*Required tasks:*
A. In the text about Scenes of New England, what region does Edward M. Fielding use as his home base?
B. Write out the Scenes of New England text from "We have the" up to and including "farms in between.".
C. Rewrite more briefly the paragraph of the Scenes of New England text that begins "New England is a northeastern region", keeping its main facts.

START Text shown

Scenes of New England

Scenes of New England is a new collection of watercolor technique art work created from fine art photographs by Edward M. Fielding.

Created from scenic vistas around the region, this collection of fine artworks explores the classic New England landscape and landmarks including old red barns in the snow, forests, ponds, covered bridges, old colonial houses and more.

New England is a northeastern region of the United States comprising the states of Maine, Vermont, New Hampshire, Massachusetts, Connecticut and Rhode Island. It’s known for its Colonial past, Atlantic coastline, changing autumn foliage and forested mountains. Boston, Massachusetts, the region’s hub, pre-dates the American Revolution, and its Freedom Trail passes sites that were critical to the nation’s founding.

From photographic artist Edward M. Fielding:

What I love about the New England region is the variety of landscape one can fine within a few hours drive. Out in the west one can drive all day between one dramatic vista to the other but in New England, the next exciting view can be right around the corner.

We have the dramatic coastline from the craggy harbors of Rhode Island to the sandy beaches of Cape Cod to the rocky shores of Maine.  In land the Green and White Mountains beckon to be hiked and skiied.  Once you get off the highways, the region provides endless history to explore and village after village of old historic buildings with traditional family farms in between.

In particular the region I use as my home base, the Upper Valley, seems to have endless back roads to explore, always surprising me with an old hundred year old barn, a classic car in the driveway or a beautiful display of fall foliage.  Plus of course a  locally produced bottle of maple syrup or cheese made from the cows yonder in the field.

END Text shown
START Input data

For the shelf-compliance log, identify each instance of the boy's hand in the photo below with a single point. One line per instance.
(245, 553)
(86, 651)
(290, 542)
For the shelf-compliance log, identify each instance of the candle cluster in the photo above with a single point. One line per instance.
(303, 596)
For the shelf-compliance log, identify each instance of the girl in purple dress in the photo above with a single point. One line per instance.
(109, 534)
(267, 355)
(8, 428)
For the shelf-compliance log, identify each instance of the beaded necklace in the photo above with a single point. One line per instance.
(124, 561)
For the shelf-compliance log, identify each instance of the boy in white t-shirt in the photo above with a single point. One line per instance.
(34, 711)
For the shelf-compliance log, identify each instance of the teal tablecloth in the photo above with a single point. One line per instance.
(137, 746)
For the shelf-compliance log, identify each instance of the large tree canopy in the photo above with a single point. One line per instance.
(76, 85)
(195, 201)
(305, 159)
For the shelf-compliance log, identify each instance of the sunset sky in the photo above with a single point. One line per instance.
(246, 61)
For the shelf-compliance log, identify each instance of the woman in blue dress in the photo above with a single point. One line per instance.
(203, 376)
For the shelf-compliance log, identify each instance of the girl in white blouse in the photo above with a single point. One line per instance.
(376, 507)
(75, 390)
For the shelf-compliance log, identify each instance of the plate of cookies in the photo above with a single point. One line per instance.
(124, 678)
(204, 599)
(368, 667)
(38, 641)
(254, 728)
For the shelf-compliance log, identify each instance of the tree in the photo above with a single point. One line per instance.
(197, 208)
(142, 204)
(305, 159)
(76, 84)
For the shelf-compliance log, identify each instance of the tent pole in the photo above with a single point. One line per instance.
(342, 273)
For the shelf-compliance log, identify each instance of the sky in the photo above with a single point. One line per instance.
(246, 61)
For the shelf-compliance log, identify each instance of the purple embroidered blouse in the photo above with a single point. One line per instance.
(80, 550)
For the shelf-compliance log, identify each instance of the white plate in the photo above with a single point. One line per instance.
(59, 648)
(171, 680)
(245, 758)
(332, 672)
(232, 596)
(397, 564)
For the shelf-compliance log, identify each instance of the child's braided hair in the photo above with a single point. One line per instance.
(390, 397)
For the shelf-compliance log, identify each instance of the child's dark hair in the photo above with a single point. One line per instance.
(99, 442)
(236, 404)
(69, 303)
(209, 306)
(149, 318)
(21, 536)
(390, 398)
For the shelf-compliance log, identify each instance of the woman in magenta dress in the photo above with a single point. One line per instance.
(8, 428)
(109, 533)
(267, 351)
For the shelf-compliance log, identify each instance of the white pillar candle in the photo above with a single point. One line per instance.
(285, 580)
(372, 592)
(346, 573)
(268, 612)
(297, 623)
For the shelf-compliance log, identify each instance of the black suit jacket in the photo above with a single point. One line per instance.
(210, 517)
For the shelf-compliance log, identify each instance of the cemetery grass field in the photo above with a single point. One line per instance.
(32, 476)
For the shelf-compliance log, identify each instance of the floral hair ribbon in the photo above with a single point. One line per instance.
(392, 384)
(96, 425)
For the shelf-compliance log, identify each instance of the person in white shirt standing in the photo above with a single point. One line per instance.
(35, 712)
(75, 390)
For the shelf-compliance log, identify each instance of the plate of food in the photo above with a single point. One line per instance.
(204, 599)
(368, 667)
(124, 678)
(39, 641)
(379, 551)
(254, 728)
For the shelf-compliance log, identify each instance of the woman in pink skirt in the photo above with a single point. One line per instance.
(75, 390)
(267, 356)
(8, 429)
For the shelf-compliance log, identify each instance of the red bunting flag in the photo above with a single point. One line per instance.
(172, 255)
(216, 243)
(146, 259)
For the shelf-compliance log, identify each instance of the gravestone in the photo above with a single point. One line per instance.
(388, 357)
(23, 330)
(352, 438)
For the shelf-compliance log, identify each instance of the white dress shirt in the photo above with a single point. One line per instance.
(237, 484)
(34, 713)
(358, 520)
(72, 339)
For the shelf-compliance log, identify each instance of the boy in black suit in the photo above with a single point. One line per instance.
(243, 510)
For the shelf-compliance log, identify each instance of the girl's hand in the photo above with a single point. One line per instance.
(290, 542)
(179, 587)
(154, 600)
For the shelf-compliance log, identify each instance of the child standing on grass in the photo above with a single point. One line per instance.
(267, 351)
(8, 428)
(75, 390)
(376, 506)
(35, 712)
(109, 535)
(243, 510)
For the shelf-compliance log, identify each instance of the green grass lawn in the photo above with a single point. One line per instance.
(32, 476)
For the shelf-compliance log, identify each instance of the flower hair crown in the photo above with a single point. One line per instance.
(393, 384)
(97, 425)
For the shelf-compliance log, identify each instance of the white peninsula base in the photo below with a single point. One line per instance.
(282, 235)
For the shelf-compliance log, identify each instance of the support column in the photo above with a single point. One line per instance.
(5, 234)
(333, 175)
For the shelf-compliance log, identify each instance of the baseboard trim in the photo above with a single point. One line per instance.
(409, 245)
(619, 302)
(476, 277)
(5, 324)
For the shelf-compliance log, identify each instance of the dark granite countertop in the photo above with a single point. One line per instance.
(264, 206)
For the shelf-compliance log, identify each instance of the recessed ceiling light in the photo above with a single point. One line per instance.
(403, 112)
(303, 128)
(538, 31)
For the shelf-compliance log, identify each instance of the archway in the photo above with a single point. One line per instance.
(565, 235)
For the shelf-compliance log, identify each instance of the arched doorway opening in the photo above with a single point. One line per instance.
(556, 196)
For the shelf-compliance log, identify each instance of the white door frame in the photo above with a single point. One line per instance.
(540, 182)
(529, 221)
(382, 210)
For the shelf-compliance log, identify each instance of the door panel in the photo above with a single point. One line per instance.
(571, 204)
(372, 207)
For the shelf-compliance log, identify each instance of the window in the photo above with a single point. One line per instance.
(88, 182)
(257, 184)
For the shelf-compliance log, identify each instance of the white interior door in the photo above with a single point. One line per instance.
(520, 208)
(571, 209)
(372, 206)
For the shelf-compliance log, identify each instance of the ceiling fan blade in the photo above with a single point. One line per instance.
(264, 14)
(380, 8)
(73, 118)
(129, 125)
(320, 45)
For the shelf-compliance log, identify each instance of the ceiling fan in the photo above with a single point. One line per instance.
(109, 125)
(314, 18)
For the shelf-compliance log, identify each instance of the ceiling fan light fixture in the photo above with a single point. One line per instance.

END Input data

*Results of the exercise:*
A. The Upper Valley.

B.
We have the dramatic coastline from the craggy harbors of Rhode Island to the sandy beaches of Cape Cod to the rocky shores of Maine.  In land the Green and White Mountains beckon to be hiked and skiied.  Once you get off the highways, the region provides endless history to explore and village after village of old historic buildings with traditional family farms in between.

C. New England, a northeastern U.S. region, comprises Maine, Vermont, New Hampshire, Massachusetts, Connecticut and Rhode Island. It is known for its Colonial past, Atlantic coastline, autumn foliage and forested mountains. Its hub, Boston, pre-dates the American Revolution, and its Freedom Trail passes sites critical to the nation's founding.